> [Extrait fourni]:
Ou bien devrait-on croire que la gouvernance n’est qu’un approfondissement des pratiques démocratiques, arrivées à saturation dans les vieilles démocraties post-industrialisées? Les recherches en science politique ne s’orientent-elles pas de plus en plus vers la quête de « la qualité de la démocratie » ? La gouvernance est-elle encore annonciatrice d’une crise de la conception centralisatrice ou uniformisatrice de la gestion des sociétés modernes, de plus en plus diversifiées et atomisées, tant au niveau de leurs acteurs que de leurs modalités de gestion ? Est-on alors rentré de plain-pied dans l’ère des sociétés civiles, une ère qui fait confiance aux capacités des groupes et des individus, une ère annonciatrice de la revanche des gouvernés sur les gouvernants ou de l’individu sur le pouvoir politique ? Ou est-ce la revanche des réalités concrètes vécues par les individus et les citoyens (des problèmes de consommation aux soucis d’emploi et de chômage en passant par les préoccupations environnementales), sur les « programmes » politiques généraux, électoralistes et abstraits des partis et des pouvoirs politiques ?

> [Actions à réaliser]:
A – Traduisez en anglais cette phrase de l'extrait sur la gouvernance : « La gouvernance est-elle encore annonciatrice d’une crise de la conception centralisatrice ou uniformisatrice de la gestion des sociétés modernes, de plus en plus diversifiées et atomisées, tant au niveau de leurs acteurs que de leurs modalités de gestion ? »
B – Reprenez l'extrait sur la gouvernance à la suite de sa dernière phrase et rédigez-en la suite sur quelques lignes.

[Entrées d'étiquetage de régions]
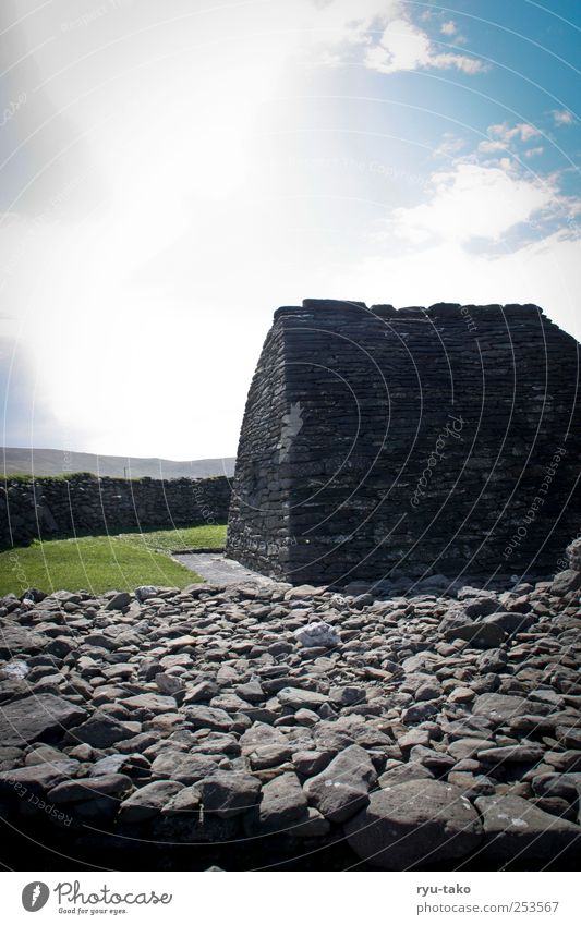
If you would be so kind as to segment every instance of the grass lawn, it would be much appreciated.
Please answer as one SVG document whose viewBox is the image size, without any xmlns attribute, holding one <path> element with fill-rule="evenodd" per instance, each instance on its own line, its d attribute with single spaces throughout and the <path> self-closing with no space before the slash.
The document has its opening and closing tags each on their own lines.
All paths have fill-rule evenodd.
<svg viewBox="0 0 581 925">
<path fill-rule="evenodd" d="M 138 539 L 138 534 L 135 536 Z M 35 540 L 0 552 L 0 596 L 20 595 L 31 586 L 47 593 L 84 589 L 101 594 L 133 591 L 144 584 L 185 587 L 198 581 L 199 575 L 169 556 L 117 536 Z"/>
<path fill-rule="evenodd" d="M 138 549 L 158 549 L 161 552 L 180 552 L 183 549 L 223 549 L 226 524 L 134 531 L 120 534 L 120 538 Z"/>
</svg>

> [Réponses aux problèmes]:
A – Is governance still a harbinger of a crisis in the centralizing or standardizing conception of the management of modern societies, which are increasingly diversified and atomized, both in their actors and in their modes of management?

B –
 


La gouvernance n’est-elle pas ainsi un appel pressant aux sociétés civiles fait par les  pouvoirs centraux et des organismes internationaux? Face aux complexités de la gestion des sociétés nationales et internationales, ces pouvoirs se sont résolus à associer les sociétés civiles aux délibérations et à la prise de décision. Il s’agit en effet d’obtenir un quitus ou un certificat de légitimité pour leurs politiques et décisions, qui, sans la participation de ces groupes sociaux, risqueraient de paraître de nos jours comme étant des décisions prises unilatéralement par des milieux politiques et administratifs professionnels clos et fermés. Le  monde paraît en effet de plus en plus ouvert aux échanges, aux flux de toutes sortes, aux diverses opinions, qui éclosent un peu partout à travers la percée spectaculaire de la mondialisation, des technologies de communication, d’internet et de la généralisation des médias de masse.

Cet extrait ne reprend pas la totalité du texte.